> Document section

Apart from this there are several patients with diabetes and hypertension who are under supervision, and are now under absolute control of their ailment. They have benefitted by following the dietary advices given by the centres. Whenever any major problem like cancer or chronic conditions like tuberculosis or leprosy is suspected, the patients are referred to headquarter hospitals immediately for follow ups.
Frequent visits from doctors have been phenomenal in raising more awareness about good hygiene practices and the importance of availing healthcare services in the villages. A shining example of one such doctors is Dr. N Krishna Murthy, who joined government service as Medical Officer at Primary Health Centre at Eral and served between 1974 and 1980. Thereafter he is practicing as a Private Medical Practitioner at Eral, a rural belt in Thoothukudi district. He joined TVS Medical Centre and has been working since its inception at Erattai Tirupati. Medical practitioners like him have been working closely with SST, committed to the mission of improving well-being of rural India. Doctors like him have put in hours and hours of relentless service for the benefit of society. Without the aid of qualified practitioners, the health and wellness of local communities can be at stake and this could result in several outbreaks of communicable diseases.

> Data extracts

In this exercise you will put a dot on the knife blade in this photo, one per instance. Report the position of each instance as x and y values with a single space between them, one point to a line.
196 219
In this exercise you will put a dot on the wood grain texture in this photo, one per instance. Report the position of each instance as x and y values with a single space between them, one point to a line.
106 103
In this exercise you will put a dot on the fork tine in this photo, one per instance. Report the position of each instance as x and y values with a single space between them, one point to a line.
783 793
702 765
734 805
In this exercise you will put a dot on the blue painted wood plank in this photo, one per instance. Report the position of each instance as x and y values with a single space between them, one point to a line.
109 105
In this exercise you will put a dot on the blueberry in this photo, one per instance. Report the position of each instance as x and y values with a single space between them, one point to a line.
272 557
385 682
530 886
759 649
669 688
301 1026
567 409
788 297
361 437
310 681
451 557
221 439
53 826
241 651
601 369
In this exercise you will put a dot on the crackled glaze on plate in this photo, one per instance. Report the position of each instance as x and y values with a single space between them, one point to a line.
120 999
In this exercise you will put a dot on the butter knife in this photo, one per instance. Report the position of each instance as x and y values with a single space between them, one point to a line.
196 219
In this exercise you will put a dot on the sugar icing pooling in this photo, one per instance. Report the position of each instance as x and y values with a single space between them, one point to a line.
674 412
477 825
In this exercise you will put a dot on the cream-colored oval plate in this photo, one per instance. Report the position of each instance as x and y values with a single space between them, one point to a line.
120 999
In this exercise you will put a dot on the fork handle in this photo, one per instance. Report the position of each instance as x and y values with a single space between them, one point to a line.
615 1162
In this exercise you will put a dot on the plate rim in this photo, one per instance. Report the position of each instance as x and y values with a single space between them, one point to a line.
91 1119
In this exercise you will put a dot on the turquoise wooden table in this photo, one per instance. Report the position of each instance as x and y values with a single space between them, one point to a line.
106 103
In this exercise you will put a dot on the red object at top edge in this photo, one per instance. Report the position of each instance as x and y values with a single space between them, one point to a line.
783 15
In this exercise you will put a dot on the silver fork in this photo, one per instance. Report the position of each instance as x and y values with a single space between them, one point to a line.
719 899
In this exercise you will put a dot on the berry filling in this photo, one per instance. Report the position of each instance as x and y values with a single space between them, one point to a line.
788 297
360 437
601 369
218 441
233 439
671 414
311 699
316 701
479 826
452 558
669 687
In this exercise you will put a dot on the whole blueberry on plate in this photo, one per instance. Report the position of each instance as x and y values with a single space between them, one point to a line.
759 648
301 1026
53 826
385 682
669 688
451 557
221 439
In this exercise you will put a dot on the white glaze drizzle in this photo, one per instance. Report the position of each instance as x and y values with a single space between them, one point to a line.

> Assignment
Please reproduce the passage above about rural health centres and their doctors in full, word for word.

> Answer section
Apart from this there are several patients with diabetes and hypertension who are under supervision, and are now under absolute control of their ailment. They have benefitted by following the dietary advices given by the centres. Whenever any major problem like cancer or chronic conditions like tuberculosis or leprosy is suspected, the patients are referred to headquarter hospitals immediately for follow ups.
Frequent visits from doctors have been phenomenal in raising more awareness about good hygiene practices and the importance of availing healthcare services in the villages. A shining example of one such doctors is Dr. N Krishna Murthy, who joined government service as Medical Officer at Primary Health Centre at Eral and served between 1974 and 1980. Thereafter he is practicing as a Private Medical Practitioner at Eral, a rural belt in Thoothukudi district. He joined TVS Medical Centre and has been working since its inception at Erattai Tirupati. Medical practitioners like him have been working closely with SST, committed to the mission of improving well-being of rural India. Doctors like him have put in hours and hours of relentless service for the benefit of society. Without the aid of qualified practitioners, the health and wellness of local communities can be at stake and this could result in several outbreaks of communicable diseases.